MAC: Mines and Communities

China ends uranium prospecting in Niger after rebel threats

Published by MAC on 2007-07-10

China ends uranium prospecting in Niger after rebel threats

10th July 2007

Thomson Financial

NIAMEY- A Chinese company has shut down its uranium prospecting operation in northern Niger, after an ultimatum from the Tuareg rebel movement there, Toureg sources said.

The China Nuclear Engineering and Construction Corporation (CNEC) pulled out after receiving threats from the rebel Movement of Niger People for Justice (MNJ), said the source in Agaez, in the north of the country. 'All the Chinese have left the site and arrived at Ingall (100 km south of Agadez) with their prospecting equipment and a major military escort,' said the source.

The CNEC pull-out comes after Tuaregs of the MNJ abducted a Chinese national last Friday in the Ingall region. An MNJ spokesman said at the time that the action had been intended as a warning to Chinese companies operating with the Niger army.

'No foreigner will be safe so long as the army continues its repression,' said an MNJ statement. It has called for an immediate end to mining in the north of the country. In April, MNJ rebels attacked the biggest uranium project of French nuclear group Areva in Imoumaren, demanding better application of the economic aspects of the 1995 peace agreements that ended a Tuareg rebellion. The MNJ says peace will not return to the north of Niger without better integration of Tuaregs into the army, paramilitary corps and the local mining sector. Since February it has carried out attacks on military targets in the area.

» ENTRIES SUPPLIED:
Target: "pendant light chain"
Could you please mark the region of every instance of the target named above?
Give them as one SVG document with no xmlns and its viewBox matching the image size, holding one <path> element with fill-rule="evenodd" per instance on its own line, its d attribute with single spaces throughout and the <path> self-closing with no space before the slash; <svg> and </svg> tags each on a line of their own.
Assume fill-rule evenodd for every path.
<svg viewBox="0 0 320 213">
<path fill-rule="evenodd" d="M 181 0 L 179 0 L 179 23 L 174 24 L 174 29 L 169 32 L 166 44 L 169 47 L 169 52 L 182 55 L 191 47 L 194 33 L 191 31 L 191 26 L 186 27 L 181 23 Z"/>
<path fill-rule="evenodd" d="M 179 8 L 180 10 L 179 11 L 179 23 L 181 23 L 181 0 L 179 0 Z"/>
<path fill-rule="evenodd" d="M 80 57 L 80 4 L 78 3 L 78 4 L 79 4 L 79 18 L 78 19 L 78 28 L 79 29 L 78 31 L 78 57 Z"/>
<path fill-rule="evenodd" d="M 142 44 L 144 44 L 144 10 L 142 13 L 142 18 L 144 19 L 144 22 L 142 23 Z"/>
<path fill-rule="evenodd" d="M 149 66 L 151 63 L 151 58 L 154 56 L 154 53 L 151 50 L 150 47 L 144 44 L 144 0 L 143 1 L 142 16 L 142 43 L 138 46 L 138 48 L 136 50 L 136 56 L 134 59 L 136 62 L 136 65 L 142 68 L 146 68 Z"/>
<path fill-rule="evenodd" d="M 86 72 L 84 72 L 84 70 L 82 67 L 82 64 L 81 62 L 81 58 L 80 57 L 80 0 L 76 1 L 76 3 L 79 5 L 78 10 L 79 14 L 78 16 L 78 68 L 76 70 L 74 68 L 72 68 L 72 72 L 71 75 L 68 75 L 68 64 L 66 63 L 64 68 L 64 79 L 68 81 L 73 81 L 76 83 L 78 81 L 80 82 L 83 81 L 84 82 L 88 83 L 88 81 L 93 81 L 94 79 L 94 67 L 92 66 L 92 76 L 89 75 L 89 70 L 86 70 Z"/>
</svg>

» EXERCISE DESCRIPTION: Reproduce word for word the part of the Niger uranium article that begins with the words containing "MAC: Mines and" and ends with "Toureg sources said.".

» SOLUTION TO THE EXERCISE:
MAC: Mines and Communities

China ends uranium prospecting in Niger after rebel threats

Published by MAC on 2007-07-10

China ends uranium prospecting in Niger after rebel threats

10th July 2007

Thomson Financial

NIAMEY- A Chinese company has shut down its uranium prospecting operation in northern Niger, after an ultimatum from the Tuareg rebel movement there, Toureg sources said.